# REQUIRED ACTION
Every line of the listing below should be written out exactly.

--- START ---

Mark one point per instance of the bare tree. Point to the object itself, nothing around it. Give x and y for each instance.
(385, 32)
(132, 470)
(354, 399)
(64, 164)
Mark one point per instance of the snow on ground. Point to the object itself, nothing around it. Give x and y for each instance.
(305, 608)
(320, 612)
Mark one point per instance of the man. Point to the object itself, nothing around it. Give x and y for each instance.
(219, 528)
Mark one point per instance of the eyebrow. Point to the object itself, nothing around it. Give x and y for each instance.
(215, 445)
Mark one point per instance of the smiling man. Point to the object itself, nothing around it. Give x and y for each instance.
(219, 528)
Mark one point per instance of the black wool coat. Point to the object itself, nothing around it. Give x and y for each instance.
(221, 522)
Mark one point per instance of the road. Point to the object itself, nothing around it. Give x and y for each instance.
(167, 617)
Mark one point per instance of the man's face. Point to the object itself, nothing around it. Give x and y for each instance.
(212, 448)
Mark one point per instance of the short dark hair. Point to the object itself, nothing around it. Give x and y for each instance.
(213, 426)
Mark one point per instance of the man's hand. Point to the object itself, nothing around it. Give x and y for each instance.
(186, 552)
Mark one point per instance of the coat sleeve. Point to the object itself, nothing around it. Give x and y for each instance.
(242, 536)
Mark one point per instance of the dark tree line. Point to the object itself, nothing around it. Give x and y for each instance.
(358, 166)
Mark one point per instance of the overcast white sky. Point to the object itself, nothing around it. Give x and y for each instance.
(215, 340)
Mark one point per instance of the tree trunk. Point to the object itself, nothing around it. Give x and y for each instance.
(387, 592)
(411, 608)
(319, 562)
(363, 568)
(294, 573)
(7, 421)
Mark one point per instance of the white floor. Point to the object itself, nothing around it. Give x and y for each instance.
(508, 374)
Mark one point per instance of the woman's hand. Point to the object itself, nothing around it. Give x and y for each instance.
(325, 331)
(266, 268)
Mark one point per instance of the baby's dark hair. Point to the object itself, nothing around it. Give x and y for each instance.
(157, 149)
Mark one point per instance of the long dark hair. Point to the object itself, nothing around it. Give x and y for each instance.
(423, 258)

--- END ---

# RESULT
Mark one point per instance of the bare tree. Point to the object itself, nothing around it. Give x and y for each instance.
(385, 32)
(132, 470)
(354, 399)
(64, 164)
Mark one point per instance of the snow on ground. Point to the object itself, nothing around it. Give x and y for each instance.
(305, 608)
(320, 612)
Mark one point per instance of the man. Point to the object itself, nothing around it. Give x and y for each instance.
(219, 528)
Mark one point per instance of the eyebrow. Point to the object itself, nothing around it. Give x and y for each instance.
(215, 445)
Mark one point per instance of the smiling man. Point to the object itself, nothing around it. Give x and y for each instance.
(219, 528)
Mark one point per instance of the black wool coat. Point to the object itself, nothing around it. Give x and y for each instance.
(221, 522)
Mark one point per instance of the road. Point to the object itself, nothing around it. Give x and y for each instance.
(167, 617)
Mark one point per instance of the man's face. Point to the object itself, nothing around it. Give x and y for each instance.
(212, 448)
Mark one point per instance of the short dark hair. Point to the object itself, nothing around it. Give x and y for each instance.
(213, 426)
Mark one point per instance of the man's hand. Point to the object itself, nothing around it. Give x and y for each instance.
(186, 552)
Mark one point per instance of the coat sleeve. Point to the object itself, nothing around it. Give x and y for each instance.
(242, 536)
Mark one point per instance of the dark tree line. Point to the object itself, nothing around it. Give x and y for each instance.
(358, 166)
Mark one point per instance of the overcast white sky. Point to the object itself, nothing around it. Give x and y for each instance.
(215, 340)
Mark one point per instance of the tree trunk. Point to the object itself, nothing around it. Give x and y for each instance.
(387, 592)
(411, 608)
(319, 562)
(363, 568)
(294, 573)
(7, 421)
Mark one point per instance of the white floor. Point to the object itself, nothing around it. Give x and y for each instance.
(508, 374)
Mark one point per instance of the woman's hand. Point to the object itself, nothing around it. Give x and y for each instance.
(325, 331)
(266, 268)
Mark one point per instance of the baby's dark hair. Point to the object itself, nothing around it. Give x and y for each instance.
(157, 149)
Mark one point per instance of the long dark hair. Point to the object itself, nothing around it. Give x and y for each instance.
(423, 258)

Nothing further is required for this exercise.